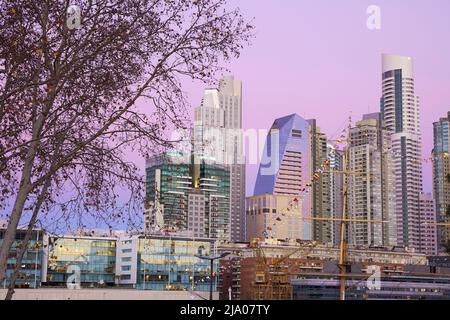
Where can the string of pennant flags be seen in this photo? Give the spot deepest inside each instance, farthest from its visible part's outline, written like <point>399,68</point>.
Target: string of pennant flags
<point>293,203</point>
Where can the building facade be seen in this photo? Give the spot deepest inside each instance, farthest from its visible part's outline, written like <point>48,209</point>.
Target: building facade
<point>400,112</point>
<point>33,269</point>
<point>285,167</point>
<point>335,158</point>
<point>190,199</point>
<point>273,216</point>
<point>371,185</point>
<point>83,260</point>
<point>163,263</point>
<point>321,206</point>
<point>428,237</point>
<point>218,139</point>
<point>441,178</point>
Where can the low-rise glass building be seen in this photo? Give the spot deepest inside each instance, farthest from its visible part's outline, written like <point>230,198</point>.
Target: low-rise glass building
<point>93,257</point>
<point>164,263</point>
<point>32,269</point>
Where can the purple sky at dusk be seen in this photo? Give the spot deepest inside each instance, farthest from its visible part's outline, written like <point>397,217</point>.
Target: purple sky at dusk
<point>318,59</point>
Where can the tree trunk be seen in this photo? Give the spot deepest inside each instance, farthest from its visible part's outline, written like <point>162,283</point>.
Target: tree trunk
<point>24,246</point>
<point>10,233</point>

:::

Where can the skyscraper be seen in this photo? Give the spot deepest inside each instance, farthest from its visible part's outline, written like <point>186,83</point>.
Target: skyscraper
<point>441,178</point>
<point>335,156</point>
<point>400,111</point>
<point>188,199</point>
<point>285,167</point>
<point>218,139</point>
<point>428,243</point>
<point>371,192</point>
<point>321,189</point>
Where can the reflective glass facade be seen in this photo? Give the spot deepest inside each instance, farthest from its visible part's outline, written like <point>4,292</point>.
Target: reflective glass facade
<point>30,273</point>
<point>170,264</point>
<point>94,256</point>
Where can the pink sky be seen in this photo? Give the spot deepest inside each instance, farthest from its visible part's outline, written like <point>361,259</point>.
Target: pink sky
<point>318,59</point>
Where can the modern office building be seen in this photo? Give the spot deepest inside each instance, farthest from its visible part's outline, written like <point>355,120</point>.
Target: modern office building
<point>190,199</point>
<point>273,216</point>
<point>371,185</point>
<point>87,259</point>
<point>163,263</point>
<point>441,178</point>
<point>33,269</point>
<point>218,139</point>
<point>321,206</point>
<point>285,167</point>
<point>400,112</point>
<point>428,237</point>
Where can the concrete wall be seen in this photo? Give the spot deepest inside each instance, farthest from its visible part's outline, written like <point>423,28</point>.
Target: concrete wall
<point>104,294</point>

:::

WHAT YOU SHOULD DO ▸ Return every line from the rows above that contains the word "concrete".

THE OUTPUT ▸
Where can the concrete wall be seen in this photo? Give the spot deepest inside each instance, farthest from its visible part's outline, written like <point>423,28</point>.
Target: concrete wall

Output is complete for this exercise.